▶ 原文:

= = = =

『命を救われた捨て犬 夢之丞 災害救助 泥まみれの一歩』 (金の星社)

 WEDGEに連載中の『地域おこしのキーワード』、6月号では広島県の神石高原町で7月にオープンする自然を生かした公園「神石高原ティアガルテン」を取り上げます。自然いっぱいの高原で動物や人の命をいつくしむ事の大切さを学ぶ場にしようというのがコンセプトですが、その共同運営を担っているのが日本を代表するNGOのピースウインズジャパン(PWJ)。中核施設として広大なドッグランを公園内に設置。殺処分寸前のところを救われた保護犬を養育する犬舎を設置しています。その犬舎で暮らす夢之丞という犬を紹介した本が出版されました。

= = = =

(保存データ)
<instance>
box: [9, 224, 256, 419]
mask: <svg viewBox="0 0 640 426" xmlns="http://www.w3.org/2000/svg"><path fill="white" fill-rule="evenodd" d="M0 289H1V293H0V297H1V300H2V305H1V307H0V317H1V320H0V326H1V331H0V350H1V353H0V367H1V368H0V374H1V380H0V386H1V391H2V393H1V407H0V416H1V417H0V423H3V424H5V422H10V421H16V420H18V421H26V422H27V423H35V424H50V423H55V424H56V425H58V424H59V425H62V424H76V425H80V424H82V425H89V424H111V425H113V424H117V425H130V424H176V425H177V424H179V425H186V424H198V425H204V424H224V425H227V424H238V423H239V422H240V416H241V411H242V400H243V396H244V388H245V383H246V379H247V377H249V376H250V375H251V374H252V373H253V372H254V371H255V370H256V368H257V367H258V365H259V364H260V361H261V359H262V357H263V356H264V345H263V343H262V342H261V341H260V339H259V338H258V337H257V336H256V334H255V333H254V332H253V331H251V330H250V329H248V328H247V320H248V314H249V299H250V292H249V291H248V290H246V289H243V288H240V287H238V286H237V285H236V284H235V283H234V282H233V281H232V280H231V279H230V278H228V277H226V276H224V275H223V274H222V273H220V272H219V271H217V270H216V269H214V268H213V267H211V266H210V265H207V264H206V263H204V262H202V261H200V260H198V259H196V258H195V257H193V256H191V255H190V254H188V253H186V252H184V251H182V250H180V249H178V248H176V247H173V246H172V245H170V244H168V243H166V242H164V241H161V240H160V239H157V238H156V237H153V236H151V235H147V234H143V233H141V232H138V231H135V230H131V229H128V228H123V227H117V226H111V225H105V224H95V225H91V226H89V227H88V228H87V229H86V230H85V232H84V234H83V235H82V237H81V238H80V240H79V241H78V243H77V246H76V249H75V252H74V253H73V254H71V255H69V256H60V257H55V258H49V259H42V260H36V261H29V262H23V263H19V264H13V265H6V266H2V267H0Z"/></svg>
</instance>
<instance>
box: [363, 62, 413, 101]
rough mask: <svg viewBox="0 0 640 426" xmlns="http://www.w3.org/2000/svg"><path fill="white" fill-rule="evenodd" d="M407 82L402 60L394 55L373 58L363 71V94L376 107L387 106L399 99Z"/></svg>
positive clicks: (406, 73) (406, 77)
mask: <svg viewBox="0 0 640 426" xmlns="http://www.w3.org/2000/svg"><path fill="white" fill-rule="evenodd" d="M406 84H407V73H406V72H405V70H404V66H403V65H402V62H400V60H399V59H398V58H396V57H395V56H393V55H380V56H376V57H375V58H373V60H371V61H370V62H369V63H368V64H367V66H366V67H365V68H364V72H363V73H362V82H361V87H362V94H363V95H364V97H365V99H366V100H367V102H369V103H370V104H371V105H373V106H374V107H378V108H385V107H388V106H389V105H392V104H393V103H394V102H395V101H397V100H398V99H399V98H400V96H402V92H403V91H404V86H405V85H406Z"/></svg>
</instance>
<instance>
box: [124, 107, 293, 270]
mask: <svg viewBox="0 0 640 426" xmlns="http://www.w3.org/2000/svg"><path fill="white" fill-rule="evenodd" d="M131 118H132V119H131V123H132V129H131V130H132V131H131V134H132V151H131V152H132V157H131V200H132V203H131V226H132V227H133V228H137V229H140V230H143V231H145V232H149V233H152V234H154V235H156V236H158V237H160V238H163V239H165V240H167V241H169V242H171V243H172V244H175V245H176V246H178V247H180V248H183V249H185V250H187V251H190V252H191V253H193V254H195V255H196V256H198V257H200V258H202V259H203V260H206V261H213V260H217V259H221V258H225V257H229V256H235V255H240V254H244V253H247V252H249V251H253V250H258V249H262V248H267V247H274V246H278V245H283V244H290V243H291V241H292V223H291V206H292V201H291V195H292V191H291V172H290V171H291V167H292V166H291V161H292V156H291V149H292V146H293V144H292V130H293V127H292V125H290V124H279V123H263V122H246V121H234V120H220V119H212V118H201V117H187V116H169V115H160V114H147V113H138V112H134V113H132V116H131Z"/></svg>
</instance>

= = = =

▶ 作成内容:
原文のうち「WEDGEに連載中の『地域お」で始まり「紹介した本が出版されました。」で終わる部分を、一字も変えずに再掲してください。 原文の記述だけを根拠にしてください。

▶ 演習結果:
WEDGEに連載中の『地域おこしのキーワード』、6月号では広島県の神石高原町で7月にオープンする自然を生かした公園「神石高原ティアガルテン」を取り上げます。自然いっぱいの高原で動物や人の命をいつくしむ事の大切さを学ぶ場にしようというのがコンセプトですが、その共同運営を担っているのが日本を代表するNGOのピースウインズジャパン(PWJ)。中核施設として広大なドッグランを公園内に設置。殺処分寸前のところを救われた保護犬を養育する犬舎を設置しています。その犬舎で暮らす夢之丞という犬を紹介した本が出版されました。